▼

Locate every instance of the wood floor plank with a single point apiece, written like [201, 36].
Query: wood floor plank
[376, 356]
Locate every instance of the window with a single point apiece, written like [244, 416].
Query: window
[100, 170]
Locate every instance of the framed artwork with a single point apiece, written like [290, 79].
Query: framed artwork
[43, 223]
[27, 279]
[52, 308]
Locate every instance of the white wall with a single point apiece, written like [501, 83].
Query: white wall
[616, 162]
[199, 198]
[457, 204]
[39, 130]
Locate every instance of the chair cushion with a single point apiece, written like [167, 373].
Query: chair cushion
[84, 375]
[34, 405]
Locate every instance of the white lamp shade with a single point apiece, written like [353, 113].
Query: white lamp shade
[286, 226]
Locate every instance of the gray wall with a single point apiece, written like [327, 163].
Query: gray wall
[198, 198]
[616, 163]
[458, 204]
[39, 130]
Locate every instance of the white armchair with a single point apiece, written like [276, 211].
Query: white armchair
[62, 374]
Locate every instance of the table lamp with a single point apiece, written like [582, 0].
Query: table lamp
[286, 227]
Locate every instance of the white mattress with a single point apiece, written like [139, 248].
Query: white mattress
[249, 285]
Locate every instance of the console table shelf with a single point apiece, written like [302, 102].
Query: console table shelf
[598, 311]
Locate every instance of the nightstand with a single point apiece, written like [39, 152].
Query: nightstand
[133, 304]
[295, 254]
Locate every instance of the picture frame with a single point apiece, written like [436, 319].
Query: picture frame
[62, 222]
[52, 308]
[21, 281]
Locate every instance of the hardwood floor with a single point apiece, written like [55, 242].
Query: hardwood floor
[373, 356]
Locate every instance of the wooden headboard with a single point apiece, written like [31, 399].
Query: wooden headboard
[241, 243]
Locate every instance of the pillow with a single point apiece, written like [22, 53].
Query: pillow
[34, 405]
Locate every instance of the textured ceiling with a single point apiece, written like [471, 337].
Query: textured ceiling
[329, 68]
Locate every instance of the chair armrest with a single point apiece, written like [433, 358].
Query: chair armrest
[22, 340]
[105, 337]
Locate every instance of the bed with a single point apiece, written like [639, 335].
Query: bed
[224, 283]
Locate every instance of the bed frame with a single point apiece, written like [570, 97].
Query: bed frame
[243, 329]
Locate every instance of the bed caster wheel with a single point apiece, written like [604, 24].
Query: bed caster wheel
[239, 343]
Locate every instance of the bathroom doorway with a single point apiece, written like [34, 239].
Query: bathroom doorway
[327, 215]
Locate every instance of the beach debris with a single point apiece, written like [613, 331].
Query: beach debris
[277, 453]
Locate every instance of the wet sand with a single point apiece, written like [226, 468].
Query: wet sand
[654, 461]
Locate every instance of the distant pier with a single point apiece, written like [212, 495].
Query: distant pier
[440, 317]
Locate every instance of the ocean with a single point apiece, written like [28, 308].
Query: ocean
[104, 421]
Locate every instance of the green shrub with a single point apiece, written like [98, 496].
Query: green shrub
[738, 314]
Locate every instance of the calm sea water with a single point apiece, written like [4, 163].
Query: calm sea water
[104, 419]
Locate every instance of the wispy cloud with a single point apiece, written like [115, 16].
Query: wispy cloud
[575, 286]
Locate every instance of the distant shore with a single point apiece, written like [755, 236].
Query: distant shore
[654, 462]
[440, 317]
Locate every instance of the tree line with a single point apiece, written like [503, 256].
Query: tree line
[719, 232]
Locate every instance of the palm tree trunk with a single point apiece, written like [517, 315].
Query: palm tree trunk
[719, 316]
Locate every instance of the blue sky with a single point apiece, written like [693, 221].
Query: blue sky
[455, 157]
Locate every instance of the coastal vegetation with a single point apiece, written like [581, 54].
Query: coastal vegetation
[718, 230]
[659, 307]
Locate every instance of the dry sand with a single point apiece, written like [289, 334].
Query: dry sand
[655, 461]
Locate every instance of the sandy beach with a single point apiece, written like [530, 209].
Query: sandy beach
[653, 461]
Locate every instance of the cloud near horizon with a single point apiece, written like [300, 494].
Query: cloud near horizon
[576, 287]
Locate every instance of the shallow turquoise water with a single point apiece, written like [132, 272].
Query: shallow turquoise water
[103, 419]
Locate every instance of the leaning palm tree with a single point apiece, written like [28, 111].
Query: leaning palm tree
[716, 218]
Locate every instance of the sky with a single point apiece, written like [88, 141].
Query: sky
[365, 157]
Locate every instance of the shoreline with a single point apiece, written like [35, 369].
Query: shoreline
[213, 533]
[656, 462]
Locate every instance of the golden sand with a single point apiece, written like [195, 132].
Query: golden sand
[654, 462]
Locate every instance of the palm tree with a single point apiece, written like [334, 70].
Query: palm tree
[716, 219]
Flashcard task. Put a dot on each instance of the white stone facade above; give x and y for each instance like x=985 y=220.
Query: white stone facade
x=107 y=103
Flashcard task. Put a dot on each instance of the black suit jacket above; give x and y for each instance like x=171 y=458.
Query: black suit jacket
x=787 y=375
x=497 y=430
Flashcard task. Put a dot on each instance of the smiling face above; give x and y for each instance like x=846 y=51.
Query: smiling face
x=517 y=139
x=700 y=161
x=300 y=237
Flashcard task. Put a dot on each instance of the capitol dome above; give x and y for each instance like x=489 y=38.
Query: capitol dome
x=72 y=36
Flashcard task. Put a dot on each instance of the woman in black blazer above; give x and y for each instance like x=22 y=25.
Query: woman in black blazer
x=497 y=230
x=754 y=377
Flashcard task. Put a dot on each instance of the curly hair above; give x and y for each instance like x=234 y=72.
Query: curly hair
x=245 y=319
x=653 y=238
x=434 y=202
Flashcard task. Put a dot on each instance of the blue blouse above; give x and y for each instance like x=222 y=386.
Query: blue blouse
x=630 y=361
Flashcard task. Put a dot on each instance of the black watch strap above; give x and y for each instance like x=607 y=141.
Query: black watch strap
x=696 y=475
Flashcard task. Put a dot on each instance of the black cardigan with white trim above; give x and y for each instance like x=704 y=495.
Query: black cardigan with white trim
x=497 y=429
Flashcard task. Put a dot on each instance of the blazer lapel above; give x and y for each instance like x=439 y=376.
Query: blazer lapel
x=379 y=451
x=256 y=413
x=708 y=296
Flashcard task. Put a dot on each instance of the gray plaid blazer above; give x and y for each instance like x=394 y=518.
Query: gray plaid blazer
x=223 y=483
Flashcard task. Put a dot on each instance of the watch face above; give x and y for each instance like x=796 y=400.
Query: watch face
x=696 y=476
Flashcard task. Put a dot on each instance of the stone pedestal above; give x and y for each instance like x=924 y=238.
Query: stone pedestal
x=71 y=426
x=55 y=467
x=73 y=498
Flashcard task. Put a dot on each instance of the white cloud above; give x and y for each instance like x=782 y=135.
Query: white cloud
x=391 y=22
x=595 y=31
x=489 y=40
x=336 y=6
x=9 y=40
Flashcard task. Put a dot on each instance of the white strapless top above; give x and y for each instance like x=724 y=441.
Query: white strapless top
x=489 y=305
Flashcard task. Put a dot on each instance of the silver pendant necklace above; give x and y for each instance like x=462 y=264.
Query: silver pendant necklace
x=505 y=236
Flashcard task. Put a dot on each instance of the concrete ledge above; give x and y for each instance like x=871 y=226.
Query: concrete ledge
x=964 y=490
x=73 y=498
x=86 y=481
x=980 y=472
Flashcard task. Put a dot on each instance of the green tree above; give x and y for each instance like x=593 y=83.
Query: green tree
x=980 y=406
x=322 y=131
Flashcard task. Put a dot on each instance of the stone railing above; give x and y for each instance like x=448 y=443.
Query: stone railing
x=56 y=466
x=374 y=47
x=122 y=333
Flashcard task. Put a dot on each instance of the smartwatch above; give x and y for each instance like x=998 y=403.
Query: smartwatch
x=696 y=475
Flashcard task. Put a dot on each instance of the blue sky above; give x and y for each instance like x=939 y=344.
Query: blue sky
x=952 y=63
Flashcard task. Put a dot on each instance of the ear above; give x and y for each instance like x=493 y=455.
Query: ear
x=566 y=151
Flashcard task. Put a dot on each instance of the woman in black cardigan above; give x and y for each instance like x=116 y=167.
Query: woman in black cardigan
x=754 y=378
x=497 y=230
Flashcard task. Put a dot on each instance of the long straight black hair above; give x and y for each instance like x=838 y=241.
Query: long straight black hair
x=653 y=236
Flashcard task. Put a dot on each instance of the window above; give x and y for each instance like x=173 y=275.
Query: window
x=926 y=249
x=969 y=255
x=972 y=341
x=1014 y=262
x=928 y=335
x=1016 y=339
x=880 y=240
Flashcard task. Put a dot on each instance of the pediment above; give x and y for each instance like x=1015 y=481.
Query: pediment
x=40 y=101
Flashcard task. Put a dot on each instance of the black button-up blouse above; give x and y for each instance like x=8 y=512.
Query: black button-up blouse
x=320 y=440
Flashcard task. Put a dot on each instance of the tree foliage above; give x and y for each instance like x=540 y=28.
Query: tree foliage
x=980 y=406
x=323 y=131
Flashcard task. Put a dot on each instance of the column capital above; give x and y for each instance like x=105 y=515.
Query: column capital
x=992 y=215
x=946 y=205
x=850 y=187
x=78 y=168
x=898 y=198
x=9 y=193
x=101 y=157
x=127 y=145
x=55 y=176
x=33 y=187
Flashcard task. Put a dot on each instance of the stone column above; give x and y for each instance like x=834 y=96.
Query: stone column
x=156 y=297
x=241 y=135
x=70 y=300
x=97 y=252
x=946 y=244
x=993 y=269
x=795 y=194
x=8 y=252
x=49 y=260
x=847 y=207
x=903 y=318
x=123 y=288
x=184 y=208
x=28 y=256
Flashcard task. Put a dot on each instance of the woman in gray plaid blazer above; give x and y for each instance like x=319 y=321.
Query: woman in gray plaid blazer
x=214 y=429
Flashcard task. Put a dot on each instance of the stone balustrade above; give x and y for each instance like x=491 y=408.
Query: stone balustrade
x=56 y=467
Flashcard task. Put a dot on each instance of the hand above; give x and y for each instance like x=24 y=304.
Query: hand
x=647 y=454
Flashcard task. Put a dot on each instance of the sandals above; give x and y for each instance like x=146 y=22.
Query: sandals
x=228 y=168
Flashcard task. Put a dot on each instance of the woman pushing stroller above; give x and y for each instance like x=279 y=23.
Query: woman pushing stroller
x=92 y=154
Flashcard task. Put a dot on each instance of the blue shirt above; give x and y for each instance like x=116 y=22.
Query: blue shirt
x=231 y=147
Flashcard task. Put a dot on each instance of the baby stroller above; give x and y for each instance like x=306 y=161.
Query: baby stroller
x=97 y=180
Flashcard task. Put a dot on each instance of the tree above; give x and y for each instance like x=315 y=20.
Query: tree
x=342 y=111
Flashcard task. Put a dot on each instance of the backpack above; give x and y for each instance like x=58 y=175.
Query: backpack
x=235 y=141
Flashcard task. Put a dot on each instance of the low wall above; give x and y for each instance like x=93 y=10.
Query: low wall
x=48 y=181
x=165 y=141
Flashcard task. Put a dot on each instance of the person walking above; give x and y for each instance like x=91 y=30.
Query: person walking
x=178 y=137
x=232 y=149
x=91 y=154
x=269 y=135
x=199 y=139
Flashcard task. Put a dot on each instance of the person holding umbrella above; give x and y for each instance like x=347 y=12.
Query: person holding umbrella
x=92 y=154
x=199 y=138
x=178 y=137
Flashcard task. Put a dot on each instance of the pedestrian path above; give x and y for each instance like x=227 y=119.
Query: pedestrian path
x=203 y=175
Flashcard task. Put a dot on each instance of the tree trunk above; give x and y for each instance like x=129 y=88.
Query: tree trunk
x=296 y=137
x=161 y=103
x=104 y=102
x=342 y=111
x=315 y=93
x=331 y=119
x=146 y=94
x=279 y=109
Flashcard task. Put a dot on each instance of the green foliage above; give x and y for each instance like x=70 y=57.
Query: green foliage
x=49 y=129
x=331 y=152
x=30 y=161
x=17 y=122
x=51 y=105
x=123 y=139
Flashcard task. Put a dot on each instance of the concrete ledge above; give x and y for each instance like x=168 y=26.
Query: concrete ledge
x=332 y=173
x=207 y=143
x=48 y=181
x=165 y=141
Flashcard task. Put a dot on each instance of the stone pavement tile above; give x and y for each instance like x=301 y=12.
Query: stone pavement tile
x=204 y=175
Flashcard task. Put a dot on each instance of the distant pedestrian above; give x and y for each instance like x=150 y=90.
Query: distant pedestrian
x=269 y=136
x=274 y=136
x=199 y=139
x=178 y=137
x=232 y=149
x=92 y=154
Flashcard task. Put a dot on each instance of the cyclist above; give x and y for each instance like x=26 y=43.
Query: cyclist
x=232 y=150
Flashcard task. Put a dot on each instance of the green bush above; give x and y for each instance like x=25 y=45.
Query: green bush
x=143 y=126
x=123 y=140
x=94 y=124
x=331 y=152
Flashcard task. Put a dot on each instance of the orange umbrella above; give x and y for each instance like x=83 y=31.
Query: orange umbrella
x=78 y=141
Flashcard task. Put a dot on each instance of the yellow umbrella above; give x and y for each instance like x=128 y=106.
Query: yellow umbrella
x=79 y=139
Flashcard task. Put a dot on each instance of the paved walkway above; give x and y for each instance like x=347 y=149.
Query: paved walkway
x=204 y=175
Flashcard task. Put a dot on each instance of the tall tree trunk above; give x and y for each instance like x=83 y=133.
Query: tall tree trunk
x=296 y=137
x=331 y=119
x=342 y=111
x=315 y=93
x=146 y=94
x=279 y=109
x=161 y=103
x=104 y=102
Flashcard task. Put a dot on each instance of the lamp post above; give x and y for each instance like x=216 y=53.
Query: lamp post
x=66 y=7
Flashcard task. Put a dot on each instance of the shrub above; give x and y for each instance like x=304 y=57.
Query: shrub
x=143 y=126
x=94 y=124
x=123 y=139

▲

WHAT NEEDS TO BE DONE: Give back, exactly as written, the stretch from the line with "Query: white strapless top" through the line with "like x=871 y=226.", and no other lines from the records above.

SOLUTION TO THE EXERCISE:
Query: white strapless top
x=489 y=305
Flashcard task. Put a dot on each instance of the silver pendant necklace above; give x and y for each instance like x=462 y=264.
Query: silver pendant necklace
x=505 y=236
Flashcard task. Put a dot on each instance of the concrete ledge above; give x and y for each instance like x=871 y=226.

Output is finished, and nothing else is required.